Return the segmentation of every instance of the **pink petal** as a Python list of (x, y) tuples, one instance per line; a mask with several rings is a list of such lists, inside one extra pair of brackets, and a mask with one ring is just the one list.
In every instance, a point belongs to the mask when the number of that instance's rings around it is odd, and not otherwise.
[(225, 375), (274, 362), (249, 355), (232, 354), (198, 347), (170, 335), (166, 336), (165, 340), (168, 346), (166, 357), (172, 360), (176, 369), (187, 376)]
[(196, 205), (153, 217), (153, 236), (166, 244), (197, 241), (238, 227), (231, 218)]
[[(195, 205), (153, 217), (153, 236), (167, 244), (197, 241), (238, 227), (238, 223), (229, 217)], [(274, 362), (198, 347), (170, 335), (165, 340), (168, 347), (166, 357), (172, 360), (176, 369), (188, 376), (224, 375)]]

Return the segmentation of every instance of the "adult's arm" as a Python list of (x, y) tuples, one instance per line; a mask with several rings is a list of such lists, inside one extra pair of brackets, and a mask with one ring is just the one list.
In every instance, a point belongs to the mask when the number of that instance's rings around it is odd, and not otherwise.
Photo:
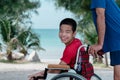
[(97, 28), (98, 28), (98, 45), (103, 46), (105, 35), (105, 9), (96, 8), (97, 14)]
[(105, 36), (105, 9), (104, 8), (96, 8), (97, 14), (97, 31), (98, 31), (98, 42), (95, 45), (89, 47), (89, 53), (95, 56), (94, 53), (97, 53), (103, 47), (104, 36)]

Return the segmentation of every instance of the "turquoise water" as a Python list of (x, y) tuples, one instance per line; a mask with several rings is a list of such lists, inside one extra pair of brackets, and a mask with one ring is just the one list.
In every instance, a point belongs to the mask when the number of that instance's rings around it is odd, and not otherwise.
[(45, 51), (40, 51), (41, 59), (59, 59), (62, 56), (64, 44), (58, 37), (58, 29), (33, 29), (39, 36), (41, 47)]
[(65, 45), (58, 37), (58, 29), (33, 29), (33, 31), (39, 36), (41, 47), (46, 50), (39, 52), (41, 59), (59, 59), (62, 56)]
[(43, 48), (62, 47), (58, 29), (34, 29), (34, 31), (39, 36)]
====================
EXERCISE INSTRUCTIONS:
Make an exact copy of every entry above, minus the images.

EXERCISE OUTPUT:
Return the segmentation of every instance of the **pink petal** as a Python list of (x, y) tuples, one instance per line; a mask with several rings is a list of such lists, inside one extra pair of brackets, and a mask with one ring is just the one list.
In every instance, a point belongs to the mask when the number of that instance's rings around it is odd, and not otherwise.
[(225, 375), (274, 362), (249, 355), (232, 354), (198, 347), (170, 335), (166, 336), (165, 340), (168, 346), (166, 357), (172, 360), (176, 369), (187, 376)]
[(196, 205), (153, 217), (153, 236), (166, 244), (197, 241), (238, 227), (231, 218)]
[[(195, 205), (153, 217), (153, 236), (167, 244), (197, 241), (238, 227), (238, 223), (229, 217)], [(274, 362), (198, 347), (170, 335), (165, 340), (168, 347), (166, 357), (172, 360), (176, 369), (188, 376), (224, 375)]]

Return the segmentation of every instance of the "adult's arm" as a Python list of (x, y) tuples, one instance per line; a mask with several rings is a list of such lists, inside one extra pair of brackets, and a mask with one ring is just the one list.
In every instance, a point belongs to the mask when the number of that instance's rings around it is odd, and not otherwise.
Photo:
[(97, 28), (98, 28), (98, 45), (103, 46), (105, 35), (105, 9), (96, 8), (97, 14)]
[(105, 36), (105, 9), (104, 8), (96, 8), (97, 14), (97, 31), (98, 31), (98, 42), (95, 45), (89, 47), (89, 53), (95, 56), (94, 53), (97, 53), (103, 47), (104, 36)]

Return the segmentation of every instance of the "turquoise water" as a Python list of (x, y) tuples, one instance per line; a mask with several rings is a list of such lists, inside one extra pair of brackets, and a mask with one ring is just the one list.
In every instance, a point belongs to the mask when the number of that instance's rings around it is odd, and not otherwise.
[(45, 51), (40, 51), (41, 59), (59, 59), (62, 56), (64, 44), (58, 37), (58, 29), (33, 29), (39, 36), (41, 47)]
[(65, 45), (58, 37), (58, 29), (33, 29), (33, 31), (39, 36), (41, 47), (46, 50), (39, 52), (41, 59), (59, 59), (62, 56)]
[(43, 48), (62, 47), (58, 29), (34, 29), (34, 31), (39, 36)]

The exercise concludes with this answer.